**GIVEN PASSAGE**

☆ ☆ ☆

Photo of the Week. The waxing
gibbous Moon with its heavily cratered highlands and prominent
volcanically-coated maria. Mare Imbrium is just coming into
sunlight at the upper left.
Astronomy news for the week starting Friday, December 10, 2010.
Skylights is back. As usual, we begin our week with the Moon,
which starts off in the waxing crescent
phase as it heads towards first quarter,
that phase reached during daylight on Monday, December 13th. It
thence switches over to the waxing
gibbous. The evening of the quarter, it will make a fine sight
with Jupiter,
the giant planet situated seven degrees to the south of it. So
will be Uranus, though
with the bright Moon so close, it's a telescopic object. Just five
hours before the quarter, the Moon passes apogee, where it
is farthest from Earth. The combination will make for especially
low high
tides at the coasts (as well as especially high low tides).
The two brightest planets still rule the opposite sides of the sky,
and will for some time. In the evening,
Jupiter is still nicely with us, though it makes something of
a transition as it transits the meridian to the south just as twilight
draws to a close and sets at midnight, making it a true evening
object. Picking up speed to the east, Jupiter is slowly closing in
on Uranus
, the two now within 2.5 degrees of each other. (They will
pass conjunction with each other on January 2.) In the morning, Venus
becomes ever more visible, rising now quite unmistakably around
3:30 AM, about as early as it will get.

☆ ☆ ☆

**INFORMATION GIVEN**
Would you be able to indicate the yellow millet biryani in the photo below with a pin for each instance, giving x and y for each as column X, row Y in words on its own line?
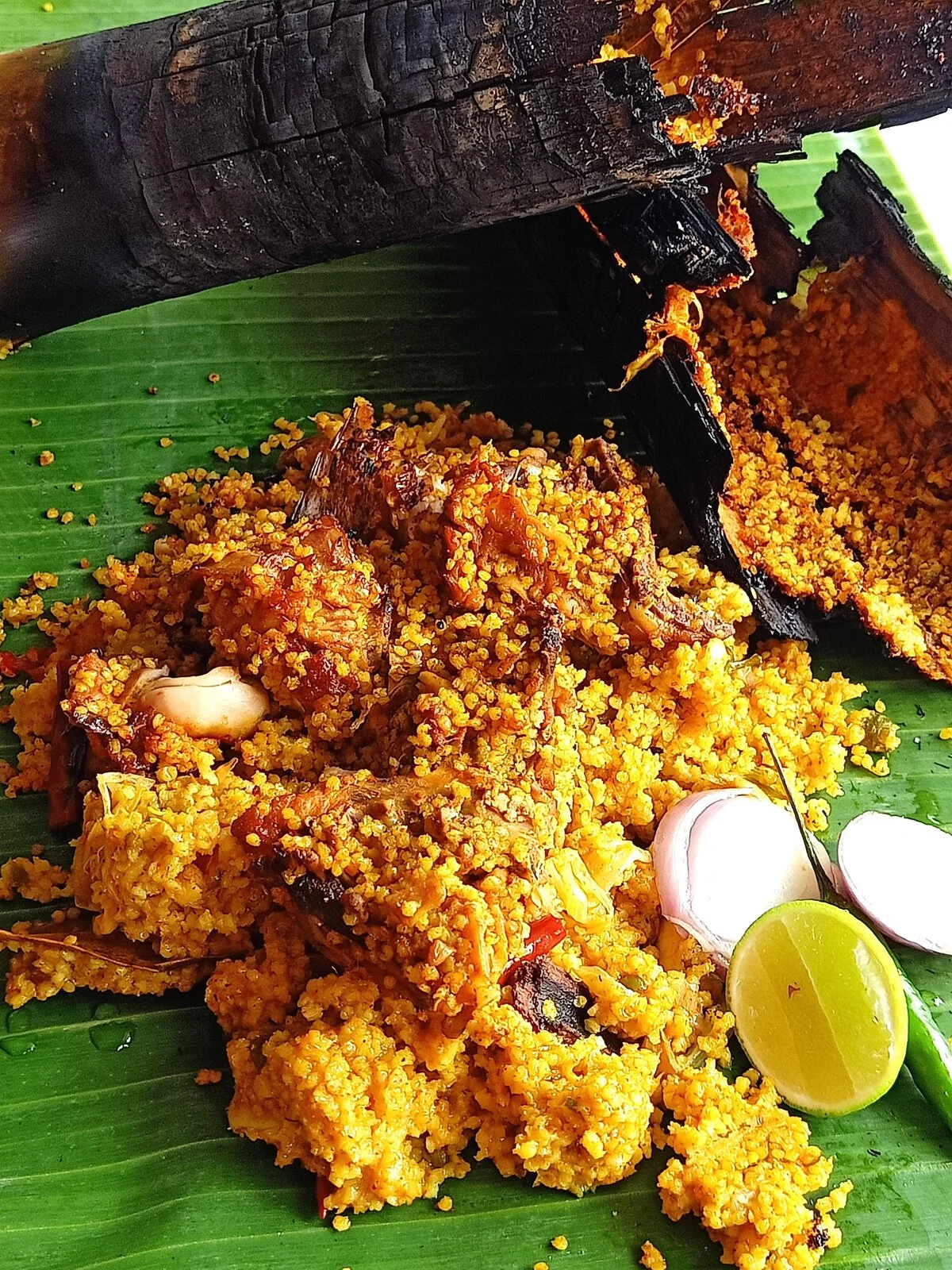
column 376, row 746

☆ ☆ ☆

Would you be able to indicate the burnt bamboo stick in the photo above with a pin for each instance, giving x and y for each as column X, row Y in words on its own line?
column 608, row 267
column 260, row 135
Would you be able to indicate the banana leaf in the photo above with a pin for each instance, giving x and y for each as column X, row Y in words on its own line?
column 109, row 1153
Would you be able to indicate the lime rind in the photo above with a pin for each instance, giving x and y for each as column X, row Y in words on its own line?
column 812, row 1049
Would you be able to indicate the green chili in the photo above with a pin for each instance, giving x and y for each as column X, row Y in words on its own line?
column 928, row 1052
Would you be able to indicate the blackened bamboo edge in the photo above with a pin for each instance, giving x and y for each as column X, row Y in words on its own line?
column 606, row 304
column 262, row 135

☆ ☆ ☆

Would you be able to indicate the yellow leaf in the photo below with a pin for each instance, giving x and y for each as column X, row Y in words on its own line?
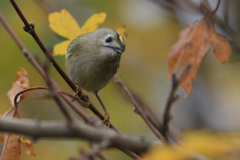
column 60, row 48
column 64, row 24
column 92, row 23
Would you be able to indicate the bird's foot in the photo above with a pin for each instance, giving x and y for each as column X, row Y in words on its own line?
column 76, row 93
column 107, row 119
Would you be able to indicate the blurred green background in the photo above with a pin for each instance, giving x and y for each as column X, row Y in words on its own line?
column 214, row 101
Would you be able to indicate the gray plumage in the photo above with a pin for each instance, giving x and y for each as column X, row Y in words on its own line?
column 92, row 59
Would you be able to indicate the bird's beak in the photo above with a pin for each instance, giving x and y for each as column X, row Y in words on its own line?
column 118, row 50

☆ ☆ ☆

**SET EXERCISE 1**
Answer each question using the astronomy column above.
(a) On what day does the Moon reach first quarter?
(b) How close together are Jupiter and Uranus at this time?
(c) Around what time does Venus now rise?
**SET EXERCISE 2**
Extend the astronomy column by a paragraph, beginning after its last sentence.

**EXERCISE RESPONSE 1**
(a) Monday, December 13th.
(b) Within 2.5 degrees of each other.
(c) Around 3:30 AM.

**EXERCISE RESPONSE 2**
In the gap between Jupiter-set and Venus-rise, you get to admire Saturn, which comes up about
an hour and a half after the giant planet sets. Like Jupiter,
moving easterly, it is slowly narrowing the gap between it and Virgo's Spica, the two of comparable
brightness, but not color, Spica the bluer. Back in the evening,
on Monday the 13th (a busy day), Mercury and Mars come into
conjunction (Mercury just a degree to the north), though twilight
will make the passage near-impossible to see.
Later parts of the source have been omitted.